§ **EXERCISE DIRECTIONS**
Which lines in the records below contain the string "positive", with case counting? Report each of those lines in full.

[Source data]
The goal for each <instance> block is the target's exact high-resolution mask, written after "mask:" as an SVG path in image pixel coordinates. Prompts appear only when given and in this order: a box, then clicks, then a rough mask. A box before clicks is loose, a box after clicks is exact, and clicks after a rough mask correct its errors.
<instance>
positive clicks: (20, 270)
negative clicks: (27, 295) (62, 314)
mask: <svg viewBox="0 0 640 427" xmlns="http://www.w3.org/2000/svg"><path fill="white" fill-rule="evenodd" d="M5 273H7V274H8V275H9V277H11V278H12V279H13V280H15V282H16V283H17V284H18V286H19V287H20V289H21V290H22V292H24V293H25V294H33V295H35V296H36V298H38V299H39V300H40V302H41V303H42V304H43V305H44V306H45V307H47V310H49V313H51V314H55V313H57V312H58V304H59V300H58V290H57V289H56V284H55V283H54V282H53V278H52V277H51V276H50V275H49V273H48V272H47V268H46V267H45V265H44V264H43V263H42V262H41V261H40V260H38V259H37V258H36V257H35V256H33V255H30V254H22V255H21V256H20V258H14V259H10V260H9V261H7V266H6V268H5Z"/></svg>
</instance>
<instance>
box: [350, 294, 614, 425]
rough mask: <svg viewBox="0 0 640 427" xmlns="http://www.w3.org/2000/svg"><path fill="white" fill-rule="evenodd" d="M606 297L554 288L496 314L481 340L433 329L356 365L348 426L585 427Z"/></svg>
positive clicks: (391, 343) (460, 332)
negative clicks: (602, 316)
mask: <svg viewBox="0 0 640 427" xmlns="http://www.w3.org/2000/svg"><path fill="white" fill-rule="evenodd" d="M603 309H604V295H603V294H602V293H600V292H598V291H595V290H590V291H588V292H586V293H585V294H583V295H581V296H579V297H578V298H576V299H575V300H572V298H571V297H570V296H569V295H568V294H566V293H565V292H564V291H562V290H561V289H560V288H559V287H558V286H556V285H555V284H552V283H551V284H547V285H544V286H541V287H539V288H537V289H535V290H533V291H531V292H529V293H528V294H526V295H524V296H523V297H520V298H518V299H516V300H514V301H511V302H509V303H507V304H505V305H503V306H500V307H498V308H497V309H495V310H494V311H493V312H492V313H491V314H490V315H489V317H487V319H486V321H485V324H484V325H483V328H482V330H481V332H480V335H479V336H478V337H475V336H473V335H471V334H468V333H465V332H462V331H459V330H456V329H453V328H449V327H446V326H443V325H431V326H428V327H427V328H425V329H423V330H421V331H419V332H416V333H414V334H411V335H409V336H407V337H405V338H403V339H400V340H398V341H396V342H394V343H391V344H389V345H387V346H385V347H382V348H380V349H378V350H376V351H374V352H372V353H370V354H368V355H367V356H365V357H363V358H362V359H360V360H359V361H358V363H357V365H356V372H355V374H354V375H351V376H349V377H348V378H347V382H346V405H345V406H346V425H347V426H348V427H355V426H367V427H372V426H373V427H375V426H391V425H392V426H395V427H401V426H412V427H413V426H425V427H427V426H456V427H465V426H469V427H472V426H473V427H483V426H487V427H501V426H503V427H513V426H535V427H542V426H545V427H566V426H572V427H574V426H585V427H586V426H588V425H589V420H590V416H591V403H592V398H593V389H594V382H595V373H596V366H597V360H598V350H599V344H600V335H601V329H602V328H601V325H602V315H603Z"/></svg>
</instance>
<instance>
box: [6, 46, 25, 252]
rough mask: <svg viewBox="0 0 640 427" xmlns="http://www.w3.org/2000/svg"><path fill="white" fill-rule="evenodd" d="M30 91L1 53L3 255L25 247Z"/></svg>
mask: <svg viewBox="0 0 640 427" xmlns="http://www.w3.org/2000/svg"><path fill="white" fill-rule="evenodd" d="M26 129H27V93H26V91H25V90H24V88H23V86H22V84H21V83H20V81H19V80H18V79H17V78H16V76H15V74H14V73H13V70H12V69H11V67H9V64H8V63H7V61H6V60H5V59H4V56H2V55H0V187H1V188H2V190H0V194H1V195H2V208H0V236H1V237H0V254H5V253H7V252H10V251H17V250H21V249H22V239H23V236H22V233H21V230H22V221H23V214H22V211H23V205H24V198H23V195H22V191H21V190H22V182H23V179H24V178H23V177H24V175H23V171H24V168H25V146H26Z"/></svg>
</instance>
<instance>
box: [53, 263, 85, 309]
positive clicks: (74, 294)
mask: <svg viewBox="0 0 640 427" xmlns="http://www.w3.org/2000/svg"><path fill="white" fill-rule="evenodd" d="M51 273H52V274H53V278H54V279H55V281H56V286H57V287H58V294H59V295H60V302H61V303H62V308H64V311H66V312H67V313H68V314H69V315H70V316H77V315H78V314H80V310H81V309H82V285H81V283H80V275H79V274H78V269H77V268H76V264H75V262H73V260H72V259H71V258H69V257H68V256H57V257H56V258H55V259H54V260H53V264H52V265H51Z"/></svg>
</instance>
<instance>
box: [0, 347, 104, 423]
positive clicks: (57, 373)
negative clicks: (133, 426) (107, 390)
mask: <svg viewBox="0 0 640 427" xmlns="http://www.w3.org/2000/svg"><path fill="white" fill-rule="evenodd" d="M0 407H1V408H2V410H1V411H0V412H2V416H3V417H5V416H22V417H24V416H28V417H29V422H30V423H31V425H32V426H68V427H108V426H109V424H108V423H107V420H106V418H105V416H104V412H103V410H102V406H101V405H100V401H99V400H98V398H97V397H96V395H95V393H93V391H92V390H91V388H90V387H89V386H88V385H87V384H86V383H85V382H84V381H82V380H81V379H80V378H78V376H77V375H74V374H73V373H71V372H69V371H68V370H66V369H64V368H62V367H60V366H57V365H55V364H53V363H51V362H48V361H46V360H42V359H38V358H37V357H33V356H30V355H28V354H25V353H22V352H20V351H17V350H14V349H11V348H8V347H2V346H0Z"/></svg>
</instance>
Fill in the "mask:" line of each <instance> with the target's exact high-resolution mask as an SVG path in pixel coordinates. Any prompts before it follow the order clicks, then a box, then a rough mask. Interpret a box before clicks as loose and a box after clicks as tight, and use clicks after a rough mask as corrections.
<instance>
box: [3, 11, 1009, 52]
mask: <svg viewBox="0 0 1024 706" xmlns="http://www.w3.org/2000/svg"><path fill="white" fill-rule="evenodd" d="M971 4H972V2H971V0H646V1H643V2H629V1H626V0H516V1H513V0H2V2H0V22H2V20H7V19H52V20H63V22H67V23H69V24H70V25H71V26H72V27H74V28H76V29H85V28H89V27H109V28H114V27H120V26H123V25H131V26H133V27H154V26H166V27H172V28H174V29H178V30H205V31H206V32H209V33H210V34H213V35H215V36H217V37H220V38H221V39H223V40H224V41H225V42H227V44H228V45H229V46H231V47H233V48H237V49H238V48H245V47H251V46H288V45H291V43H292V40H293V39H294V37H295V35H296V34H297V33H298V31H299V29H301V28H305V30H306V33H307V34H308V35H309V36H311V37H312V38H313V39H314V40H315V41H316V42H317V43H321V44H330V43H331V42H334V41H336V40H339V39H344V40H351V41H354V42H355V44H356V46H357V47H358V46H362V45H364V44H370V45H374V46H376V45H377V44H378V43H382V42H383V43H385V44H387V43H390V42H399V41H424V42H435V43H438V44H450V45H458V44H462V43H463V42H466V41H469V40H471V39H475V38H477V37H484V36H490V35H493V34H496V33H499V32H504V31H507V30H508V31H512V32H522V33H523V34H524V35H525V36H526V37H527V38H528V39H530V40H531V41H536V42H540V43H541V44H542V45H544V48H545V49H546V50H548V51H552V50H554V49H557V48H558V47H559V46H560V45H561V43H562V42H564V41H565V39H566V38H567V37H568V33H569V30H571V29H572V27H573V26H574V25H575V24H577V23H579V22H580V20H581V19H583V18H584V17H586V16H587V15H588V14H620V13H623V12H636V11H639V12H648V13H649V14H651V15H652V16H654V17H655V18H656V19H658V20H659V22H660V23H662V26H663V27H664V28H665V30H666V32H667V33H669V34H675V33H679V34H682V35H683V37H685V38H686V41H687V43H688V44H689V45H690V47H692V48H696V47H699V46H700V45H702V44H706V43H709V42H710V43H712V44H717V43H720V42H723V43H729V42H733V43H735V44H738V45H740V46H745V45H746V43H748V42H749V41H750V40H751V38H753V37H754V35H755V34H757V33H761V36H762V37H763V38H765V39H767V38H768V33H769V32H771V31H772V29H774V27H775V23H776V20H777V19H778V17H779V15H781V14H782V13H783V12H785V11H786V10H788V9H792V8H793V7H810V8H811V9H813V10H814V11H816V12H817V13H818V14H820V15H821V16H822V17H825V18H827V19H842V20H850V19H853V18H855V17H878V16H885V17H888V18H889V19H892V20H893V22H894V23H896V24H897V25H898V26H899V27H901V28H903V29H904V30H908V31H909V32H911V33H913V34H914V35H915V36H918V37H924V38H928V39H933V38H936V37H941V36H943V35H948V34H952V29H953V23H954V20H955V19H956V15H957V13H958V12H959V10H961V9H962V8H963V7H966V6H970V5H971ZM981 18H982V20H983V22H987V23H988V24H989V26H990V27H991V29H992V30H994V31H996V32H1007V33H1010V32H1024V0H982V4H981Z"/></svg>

§ **EXERCISE ANSWER**
positive clicks: (20, 270)
positive clicks: (391, 343) (460, 332)
positive clicks: (74, 294)
positive clicks: (57, 373)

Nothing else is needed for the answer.